**To do**
Count the lines in the records below that contain the string "blurred", treating uppercase and lowercase letters as distinct, and give only the resulting number.

**Material for the task**
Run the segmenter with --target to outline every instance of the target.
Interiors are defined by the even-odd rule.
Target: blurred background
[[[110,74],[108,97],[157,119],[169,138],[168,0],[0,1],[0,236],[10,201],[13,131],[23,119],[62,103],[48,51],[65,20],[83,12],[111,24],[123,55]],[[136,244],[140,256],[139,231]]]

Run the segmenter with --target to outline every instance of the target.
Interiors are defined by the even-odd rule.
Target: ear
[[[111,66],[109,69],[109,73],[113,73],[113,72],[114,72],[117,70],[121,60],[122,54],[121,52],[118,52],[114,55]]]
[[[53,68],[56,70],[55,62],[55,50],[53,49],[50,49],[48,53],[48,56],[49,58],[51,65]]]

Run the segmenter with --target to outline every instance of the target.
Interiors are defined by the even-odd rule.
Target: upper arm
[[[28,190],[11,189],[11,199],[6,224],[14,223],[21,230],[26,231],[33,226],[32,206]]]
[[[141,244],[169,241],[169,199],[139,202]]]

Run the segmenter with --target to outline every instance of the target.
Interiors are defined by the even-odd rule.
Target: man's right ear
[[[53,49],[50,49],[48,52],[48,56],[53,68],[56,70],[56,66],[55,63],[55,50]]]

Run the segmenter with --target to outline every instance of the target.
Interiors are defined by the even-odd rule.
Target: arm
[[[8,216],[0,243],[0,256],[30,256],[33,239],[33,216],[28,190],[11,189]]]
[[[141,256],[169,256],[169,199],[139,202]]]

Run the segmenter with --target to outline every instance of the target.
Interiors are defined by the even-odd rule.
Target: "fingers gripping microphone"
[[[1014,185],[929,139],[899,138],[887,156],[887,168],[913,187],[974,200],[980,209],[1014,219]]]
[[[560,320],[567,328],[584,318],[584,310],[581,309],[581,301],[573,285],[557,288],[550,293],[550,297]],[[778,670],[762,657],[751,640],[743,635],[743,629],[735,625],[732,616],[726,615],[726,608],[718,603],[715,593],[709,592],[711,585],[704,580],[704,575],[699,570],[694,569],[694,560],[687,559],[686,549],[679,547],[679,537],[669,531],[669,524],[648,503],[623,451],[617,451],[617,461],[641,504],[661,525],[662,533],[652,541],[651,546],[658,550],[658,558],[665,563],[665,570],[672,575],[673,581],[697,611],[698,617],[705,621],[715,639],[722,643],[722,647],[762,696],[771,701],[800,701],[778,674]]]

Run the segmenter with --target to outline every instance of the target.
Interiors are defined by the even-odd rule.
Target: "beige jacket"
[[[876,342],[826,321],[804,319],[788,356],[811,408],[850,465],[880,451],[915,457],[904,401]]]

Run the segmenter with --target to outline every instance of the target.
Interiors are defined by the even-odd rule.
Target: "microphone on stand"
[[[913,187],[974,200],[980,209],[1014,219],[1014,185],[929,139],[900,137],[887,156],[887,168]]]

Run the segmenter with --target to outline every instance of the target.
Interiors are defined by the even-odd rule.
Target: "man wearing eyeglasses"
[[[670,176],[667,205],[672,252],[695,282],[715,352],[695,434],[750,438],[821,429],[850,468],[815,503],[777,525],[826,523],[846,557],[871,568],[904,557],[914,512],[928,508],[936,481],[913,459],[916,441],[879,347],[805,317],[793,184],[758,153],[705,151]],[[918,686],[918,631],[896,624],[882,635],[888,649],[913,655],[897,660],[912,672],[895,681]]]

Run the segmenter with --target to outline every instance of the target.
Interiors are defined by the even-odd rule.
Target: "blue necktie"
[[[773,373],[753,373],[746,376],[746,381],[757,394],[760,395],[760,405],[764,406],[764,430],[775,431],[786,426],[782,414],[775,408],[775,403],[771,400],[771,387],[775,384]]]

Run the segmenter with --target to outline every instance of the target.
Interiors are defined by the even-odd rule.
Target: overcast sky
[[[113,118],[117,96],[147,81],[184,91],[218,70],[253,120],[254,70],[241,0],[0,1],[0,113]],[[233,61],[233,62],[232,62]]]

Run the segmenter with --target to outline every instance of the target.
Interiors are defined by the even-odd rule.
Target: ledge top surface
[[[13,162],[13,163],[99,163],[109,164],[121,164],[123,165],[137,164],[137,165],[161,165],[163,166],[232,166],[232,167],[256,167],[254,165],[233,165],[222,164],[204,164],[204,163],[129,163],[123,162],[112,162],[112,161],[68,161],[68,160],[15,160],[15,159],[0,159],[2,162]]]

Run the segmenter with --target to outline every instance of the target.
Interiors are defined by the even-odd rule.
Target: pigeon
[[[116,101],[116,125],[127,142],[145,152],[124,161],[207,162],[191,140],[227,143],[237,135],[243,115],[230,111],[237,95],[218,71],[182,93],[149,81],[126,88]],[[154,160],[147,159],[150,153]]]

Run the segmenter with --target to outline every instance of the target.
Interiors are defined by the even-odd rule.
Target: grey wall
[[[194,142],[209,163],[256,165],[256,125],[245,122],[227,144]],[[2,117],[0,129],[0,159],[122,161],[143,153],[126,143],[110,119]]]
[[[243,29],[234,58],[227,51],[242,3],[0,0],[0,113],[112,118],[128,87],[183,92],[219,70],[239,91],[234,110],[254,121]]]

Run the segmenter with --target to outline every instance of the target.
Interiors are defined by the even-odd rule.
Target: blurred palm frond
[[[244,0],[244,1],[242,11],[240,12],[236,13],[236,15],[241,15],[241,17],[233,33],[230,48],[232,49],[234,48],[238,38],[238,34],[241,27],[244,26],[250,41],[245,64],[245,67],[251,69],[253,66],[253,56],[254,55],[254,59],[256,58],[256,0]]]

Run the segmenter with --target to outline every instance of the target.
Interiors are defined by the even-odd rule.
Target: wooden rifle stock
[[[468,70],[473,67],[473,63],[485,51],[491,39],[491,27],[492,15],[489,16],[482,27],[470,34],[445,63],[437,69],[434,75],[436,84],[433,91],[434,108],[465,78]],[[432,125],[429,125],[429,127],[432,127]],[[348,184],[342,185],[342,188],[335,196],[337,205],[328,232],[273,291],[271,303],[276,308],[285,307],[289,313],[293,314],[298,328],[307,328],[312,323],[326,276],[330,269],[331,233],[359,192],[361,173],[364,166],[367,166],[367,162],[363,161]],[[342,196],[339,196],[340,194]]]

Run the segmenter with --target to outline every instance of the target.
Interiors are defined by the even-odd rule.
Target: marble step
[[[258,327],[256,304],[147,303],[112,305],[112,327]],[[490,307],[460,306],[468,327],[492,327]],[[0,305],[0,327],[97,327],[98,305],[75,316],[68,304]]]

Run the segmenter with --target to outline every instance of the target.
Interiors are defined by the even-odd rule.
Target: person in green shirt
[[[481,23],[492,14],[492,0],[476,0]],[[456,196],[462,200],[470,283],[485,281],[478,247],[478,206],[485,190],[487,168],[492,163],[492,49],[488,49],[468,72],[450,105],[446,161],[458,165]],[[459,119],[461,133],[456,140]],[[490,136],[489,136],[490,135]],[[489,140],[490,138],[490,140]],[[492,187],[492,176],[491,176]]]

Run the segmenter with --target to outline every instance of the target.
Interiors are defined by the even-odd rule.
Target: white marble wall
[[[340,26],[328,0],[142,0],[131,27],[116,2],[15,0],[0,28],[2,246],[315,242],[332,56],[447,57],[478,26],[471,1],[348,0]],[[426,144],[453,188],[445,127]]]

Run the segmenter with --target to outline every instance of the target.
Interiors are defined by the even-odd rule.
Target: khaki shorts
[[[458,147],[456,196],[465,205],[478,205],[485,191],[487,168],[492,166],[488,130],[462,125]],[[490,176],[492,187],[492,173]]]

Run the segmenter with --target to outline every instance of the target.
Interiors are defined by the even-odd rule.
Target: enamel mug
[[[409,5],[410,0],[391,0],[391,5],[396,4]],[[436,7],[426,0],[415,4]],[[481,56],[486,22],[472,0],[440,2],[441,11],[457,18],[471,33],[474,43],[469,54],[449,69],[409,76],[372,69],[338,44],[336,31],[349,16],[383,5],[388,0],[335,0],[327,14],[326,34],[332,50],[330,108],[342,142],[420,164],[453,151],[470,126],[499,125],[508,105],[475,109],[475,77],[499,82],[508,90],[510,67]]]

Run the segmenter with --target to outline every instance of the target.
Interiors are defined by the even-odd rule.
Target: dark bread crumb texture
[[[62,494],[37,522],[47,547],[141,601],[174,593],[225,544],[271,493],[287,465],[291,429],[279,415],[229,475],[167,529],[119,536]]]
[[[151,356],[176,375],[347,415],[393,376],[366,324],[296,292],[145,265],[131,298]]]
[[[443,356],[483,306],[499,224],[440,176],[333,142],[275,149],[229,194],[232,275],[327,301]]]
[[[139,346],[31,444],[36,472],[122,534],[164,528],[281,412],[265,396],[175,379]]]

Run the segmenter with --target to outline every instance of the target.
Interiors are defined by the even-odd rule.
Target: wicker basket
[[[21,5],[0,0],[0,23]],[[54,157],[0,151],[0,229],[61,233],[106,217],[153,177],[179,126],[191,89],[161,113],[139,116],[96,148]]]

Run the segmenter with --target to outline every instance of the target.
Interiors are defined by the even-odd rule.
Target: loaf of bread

**Task response**
2